Supplied passage:
* * * *
Okay, so ‘infinity’ might be a bit of a stretch but I’m talking about the latest low-threshold, high-ceiling task to become my favourite puzzle^{1}.

Louise Hodgson shared this activity at the Mathematics Association of Tasmania conference at the weekend. The learning intention, as might be voiced to students, was:

*“There are patterns in the hundreds chart and the patterns can help us answer questions such as which number is 10 more or 10 less than another number.”*

Louise used the puzzle to illustrate how to teach maths in K-2 through problem-solving, focusing on the ‘teacher moves’. Her session was fabulous; it was thought-provoking, illuminating, and so much fun. Louise pitched this activity at K-2, but while I listened to the discussion, one eye was always on the puzzle — so many more questions were flashing through my mind.

Here it is. I’m not going to divulge actual solutions, but I will talk around the problem.

*What might the numbers be on the L-shaped piece if I know that one of the numbers is 65?*

Our table (two K-2 teachers, me, and a farmer turned facilitator) started by discussing the problem. We soon realised that we needed clarification on how many numbers are on the L-shape. After specialising for a bit, we decided to count the number of different possible orientations of the L-shape. That’s where the fun began. Louise had different groups share out their thinking. In the middle of Jamie’s explanation, our group had a revelation — were we only working out possible numbers written on the face-down side? Or were we considering possibilities for either side? Whoa! Which is it? A fabulous discussion ensued around the room as a result of what Jamie shared.
* * * *
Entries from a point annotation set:
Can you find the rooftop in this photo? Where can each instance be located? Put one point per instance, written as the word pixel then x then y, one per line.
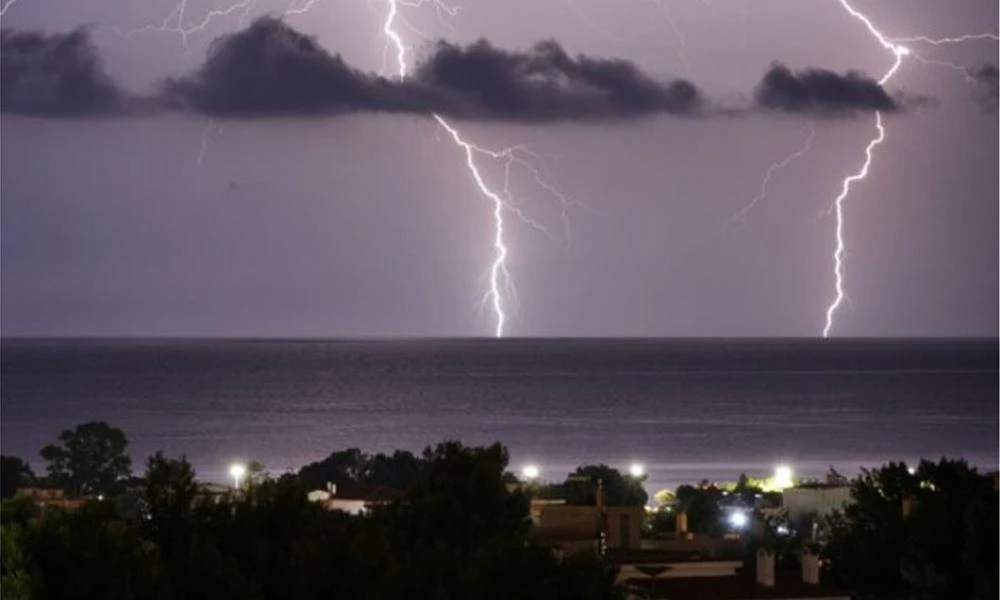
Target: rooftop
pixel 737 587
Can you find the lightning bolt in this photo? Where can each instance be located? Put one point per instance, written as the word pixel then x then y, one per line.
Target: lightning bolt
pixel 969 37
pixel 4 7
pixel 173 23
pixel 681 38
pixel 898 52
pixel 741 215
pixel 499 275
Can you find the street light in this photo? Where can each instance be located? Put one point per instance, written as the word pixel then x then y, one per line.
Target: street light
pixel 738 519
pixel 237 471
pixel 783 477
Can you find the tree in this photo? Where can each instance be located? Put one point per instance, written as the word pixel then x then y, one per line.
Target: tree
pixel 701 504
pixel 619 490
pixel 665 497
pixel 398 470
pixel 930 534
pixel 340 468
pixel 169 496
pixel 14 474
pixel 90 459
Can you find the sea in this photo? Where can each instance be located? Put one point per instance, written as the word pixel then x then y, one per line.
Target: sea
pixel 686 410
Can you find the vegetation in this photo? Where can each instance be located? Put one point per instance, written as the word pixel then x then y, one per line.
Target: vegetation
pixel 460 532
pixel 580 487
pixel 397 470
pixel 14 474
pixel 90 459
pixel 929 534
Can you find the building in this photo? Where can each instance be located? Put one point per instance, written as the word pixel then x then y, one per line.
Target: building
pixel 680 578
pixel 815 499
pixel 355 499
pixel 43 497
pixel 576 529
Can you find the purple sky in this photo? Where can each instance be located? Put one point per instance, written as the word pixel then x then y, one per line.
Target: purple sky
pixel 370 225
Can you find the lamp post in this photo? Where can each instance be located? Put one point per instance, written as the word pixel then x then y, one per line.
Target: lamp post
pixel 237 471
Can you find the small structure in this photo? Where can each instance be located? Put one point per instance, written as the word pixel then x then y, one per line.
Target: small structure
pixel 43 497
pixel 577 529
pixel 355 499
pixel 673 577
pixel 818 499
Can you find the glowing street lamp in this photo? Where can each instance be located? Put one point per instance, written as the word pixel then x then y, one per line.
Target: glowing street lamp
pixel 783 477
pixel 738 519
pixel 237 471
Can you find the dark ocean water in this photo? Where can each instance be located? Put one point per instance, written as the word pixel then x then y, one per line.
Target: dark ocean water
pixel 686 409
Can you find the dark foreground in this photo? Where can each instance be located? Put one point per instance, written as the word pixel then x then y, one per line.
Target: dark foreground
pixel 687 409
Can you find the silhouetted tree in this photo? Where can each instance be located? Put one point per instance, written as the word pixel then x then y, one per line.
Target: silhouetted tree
* * * *
Task brief: Please reproduce the part of the hundreds-chart post that opens with "Okay, so ‘infinity’" and closes with "through my mind.", switching "puzzle" to "challenge" each time it occurs.

The output:
Okay, so ‘infinity’ might be a bit of a stretch but I’m talking about the latest low-threshold, high-ceiling task to become my favourite challenge^{1}.

Louise Hodgson shared this activity at the Mathematics Association of Tasmania conference at the weekend. The learning intention, as might be voiced to students, was:

*“There are patterns in the hundreds chart and the patterns can help us answer questions such as which number is 10 more or 10 less than another number.”*

Louise used the challenge to illustrate how to teach maths in K-2 through problem-solving, focusing on the ‘teacher moves’. Her session was fabulous; it was thought-provoking, illuminating, and so much fun. Louise pitched this activity at K-2, but while I listened to the discussion, one eye was always on the challenge — so many more questions were flashing through my mind.